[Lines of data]
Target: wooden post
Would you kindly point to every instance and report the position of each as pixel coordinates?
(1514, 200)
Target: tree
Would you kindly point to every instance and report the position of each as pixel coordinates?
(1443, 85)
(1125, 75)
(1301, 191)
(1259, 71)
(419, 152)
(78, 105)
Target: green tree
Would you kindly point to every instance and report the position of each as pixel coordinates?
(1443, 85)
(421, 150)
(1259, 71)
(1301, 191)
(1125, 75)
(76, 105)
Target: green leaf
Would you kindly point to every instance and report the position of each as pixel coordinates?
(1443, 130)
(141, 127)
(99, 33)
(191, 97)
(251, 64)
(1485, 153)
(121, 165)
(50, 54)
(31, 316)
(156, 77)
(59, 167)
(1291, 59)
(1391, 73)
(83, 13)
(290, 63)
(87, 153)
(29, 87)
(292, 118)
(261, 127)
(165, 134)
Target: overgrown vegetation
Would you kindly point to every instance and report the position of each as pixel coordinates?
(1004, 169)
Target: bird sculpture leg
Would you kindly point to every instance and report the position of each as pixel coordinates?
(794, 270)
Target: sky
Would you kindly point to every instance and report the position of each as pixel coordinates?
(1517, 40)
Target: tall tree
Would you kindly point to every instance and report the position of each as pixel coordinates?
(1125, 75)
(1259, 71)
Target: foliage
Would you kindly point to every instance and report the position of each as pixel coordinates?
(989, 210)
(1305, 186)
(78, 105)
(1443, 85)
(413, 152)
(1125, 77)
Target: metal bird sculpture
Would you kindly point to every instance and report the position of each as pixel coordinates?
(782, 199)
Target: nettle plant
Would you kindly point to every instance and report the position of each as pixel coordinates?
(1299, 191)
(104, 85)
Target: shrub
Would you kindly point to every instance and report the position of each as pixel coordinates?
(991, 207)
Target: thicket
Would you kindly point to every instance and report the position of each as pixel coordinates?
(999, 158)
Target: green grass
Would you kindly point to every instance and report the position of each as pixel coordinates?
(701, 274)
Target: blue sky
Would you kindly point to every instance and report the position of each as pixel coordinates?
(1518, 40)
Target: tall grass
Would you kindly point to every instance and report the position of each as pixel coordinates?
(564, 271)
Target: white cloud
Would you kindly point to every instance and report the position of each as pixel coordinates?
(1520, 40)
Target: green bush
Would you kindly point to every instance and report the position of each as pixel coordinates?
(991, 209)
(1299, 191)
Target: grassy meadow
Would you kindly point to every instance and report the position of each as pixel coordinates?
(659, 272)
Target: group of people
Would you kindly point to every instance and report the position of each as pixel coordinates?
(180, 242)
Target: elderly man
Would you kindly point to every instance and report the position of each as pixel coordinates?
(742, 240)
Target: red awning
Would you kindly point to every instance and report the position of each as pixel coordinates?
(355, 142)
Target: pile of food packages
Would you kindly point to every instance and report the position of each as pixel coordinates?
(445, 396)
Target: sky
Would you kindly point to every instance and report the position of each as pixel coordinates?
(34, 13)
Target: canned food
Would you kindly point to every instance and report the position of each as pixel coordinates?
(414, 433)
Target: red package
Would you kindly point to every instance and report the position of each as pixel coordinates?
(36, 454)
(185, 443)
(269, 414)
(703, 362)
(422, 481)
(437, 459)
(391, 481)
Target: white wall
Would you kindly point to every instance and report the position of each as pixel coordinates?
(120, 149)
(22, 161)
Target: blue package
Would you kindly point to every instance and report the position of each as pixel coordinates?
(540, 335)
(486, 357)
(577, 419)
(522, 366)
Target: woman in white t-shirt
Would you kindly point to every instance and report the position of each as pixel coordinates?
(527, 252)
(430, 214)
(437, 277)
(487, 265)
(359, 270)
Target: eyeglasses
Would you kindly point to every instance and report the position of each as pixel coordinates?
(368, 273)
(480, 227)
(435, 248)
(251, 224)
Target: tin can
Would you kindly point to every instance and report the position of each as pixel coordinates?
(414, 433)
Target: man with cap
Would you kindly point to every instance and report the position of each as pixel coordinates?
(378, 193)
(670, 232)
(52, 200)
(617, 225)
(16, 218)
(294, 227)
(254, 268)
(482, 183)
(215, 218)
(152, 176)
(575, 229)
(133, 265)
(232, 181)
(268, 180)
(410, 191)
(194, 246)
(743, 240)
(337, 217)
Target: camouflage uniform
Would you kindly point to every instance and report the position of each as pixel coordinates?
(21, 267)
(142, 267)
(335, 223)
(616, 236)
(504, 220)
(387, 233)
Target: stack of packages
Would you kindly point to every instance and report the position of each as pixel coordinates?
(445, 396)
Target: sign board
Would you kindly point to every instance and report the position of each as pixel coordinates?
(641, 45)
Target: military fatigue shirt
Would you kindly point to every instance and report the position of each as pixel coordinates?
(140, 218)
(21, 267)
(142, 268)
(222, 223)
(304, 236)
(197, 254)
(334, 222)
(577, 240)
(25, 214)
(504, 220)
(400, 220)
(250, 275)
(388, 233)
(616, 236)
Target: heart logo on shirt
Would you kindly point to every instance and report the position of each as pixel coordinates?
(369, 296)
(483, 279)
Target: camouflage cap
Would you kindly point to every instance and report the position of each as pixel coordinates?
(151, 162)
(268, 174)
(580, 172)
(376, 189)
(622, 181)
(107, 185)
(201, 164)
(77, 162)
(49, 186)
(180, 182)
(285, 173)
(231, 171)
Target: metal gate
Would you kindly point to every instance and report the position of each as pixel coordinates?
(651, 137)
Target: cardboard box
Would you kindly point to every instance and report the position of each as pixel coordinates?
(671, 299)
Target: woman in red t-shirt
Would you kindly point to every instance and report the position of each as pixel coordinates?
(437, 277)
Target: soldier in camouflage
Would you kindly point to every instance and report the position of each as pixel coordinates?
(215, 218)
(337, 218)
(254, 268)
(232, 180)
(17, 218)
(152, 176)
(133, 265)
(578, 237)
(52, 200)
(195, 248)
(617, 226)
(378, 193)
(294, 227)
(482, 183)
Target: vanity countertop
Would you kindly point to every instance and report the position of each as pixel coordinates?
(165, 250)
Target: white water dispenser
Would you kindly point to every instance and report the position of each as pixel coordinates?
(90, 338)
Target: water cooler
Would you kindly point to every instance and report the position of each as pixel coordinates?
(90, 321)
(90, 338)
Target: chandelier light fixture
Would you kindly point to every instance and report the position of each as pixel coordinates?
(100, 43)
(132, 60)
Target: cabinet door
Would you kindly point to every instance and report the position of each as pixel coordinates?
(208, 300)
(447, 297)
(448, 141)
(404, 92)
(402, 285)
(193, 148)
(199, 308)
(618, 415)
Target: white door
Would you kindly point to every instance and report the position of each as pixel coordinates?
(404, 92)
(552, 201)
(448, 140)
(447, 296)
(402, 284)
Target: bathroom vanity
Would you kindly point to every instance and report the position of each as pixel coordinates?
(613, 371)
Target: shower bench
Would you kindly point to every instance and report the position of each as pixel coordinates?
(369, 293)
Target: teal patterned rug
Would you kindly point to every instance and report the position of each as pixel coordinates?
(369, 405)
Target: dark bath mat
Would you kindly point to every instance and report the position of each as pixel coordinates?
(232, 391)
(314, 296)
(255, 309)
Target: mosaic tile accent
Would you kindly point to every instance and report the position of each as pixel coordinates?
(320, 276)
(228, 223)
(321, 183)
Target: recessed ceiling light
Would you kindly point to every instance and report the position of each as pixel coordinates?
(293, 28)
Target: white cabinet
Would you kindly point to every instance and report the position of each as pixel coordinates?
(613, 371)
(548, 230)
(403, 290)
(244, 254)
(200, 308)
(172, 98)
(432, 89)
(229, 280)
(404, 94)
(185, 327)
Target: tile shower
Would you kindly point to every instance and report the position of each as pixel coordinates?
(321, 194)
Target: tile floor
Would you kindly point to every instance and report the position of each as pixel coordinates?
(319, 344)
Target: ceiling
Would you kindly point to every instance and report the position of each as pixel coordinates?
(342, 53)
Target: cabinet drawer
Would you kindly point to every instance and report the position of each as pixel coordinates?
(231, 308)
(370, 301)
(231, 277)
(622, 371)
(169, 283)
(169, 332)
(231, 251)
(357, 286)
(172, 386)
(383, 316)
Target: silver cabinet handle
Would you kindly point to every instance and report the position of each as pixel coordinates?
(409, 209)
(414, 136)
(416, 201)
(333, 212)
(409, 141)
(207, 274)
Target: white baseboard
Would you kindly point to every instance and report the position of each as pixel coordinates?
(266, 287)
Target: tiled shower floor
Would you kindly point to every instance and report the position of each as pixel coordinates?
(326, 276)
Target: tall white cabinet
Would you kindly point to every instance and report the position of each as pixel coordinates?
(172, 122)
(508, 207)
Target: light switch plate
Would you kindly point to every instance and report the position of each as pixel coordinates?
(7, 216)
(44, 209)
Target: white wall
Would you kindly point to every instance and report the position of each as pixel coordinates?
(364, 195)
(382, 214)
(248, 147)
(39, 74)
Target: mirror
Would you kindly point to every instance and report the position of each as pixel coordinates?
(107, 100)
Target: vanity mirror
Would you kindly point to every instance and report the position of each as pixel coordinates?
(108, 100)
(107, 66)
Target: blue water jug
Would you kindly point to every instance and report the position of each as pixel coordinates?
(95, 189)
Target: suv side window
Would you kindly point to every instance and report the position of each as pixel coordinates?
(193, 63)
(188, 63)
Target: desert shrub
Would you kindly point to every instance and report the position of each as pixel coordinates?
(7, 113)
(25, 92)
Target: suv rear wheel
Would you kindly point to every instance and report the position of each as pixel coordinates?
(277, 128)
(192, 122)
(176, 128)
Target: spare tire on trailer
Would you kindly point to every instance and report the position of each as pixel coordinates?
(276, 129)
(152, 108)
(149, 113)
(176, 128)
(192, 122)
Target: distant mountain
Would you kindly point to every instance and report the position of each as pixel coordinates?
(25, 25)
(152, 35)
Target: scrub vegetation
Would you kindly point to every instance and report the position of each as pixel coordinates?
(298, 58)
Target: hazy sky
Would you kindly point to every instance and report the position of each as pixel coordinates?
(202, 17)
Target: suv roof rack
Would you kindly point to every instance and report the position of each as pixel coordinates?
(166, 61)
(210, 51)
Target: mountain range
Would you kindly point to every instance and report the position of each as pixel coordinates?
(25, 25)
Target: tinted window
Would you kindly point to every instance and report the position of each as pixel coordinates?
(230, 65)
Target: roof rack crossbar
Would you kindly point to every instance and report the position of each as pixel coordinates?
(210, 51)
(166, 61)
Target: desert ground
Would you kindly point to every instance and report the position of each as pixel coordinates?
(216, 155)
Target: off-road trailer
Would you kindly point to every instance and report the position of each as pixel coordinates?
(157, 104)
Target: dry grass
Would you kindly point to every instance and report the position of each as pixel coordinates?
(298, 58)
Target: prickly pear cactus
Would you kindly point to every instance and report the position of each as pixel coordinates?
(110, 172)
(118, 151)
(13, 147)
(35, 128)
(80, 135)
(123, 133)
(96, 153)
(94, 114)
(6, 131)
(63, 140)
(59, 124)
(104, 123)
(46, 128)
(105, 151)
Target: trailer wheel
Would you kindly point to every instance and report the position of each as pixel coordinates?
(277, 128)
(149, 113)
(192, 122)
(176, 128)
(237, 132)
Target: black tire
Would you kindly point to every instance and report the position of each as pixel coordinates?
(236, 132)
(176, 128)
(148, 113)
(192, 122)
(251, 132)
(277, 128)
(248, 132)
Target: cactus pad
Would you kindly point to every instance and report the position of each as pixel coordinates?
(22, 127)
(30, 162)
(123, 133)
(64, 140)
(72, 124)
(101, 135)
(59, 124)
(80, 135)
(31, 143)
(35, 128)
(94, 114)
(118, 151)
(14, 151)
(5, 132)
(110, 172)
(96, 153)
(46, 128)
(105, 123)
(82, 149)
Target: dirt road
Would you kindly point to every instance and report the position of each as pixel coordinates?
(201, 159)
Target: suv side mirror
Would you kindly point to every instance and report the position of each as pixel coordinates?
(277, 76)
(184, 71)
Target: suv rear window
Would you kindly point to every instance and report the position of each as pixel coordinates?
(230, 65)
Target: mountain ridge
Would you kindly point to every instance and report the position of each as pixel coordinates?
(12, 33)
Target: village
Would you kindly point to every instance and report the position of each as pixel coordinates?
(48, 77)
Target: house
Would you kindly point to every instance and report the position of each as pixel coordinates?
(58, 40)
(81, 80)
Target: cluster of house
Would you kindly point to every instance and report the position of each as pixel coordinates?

## Directions:
The answer consists only of the lines from the one containing "Target: trailer wheel" to the end of the records, each written out exactly.

## Reply to the task:
Target: trailer wheel
Would you kindly point to every instance and report the position of each as pixel coordinates?
(277, 128)
(149, 113)
(192, 122)
(176, 128)
(237, 132)
Target: black tire
Would you kindly point to every instance and report the position of each as pixel coordinates?
(236, 132)
(176, 128)
(148, 113)
(192, 122)
(251, 132)
(277, 128)
(248, 132)
Target: cactus pad
Would you kindly point to every instance and report the position of each as pixel coordinates?
(22, 127)
(30, 162)
(123, 133)
(64, 140)
(72, 124)
(101, 135)
(59, 124)
(80, 135)
(31, 143)
(35, 128)
(94, 114)
(118, 151)
(14, 151)
(5, 132)
(110, 172)
(96, 153)
(46, 128)
(105, 123)
(82, 149)
Target: dirt road
Would you kindly point to every instance and report the position of each as pixel coordinates?
(201, 159)
Target: suv side mirror
Would you kindly point to every instance and report the position of each as pixel coordinates?
(277, 76)
(184, 71)
Target: suv rear window
Would you kindly point to every instance and report the position of each as pixel coordinates?
(230, 65)
Target: mountain ridge
Would you kindly point to every instance and report the position of each as pixel coordinates?
(12, 33)
Target: village
Would you kindly point to every instance and report the position of each as pixel coordinates?
(48, 77)
Target: house
Would you kindly point to every instance and report the position of each as pixel coordinates?
(58, 40)
(81, 80)
Target: cluster of house
Would you kindly point to every instance and report the position of each as pixel coordinates?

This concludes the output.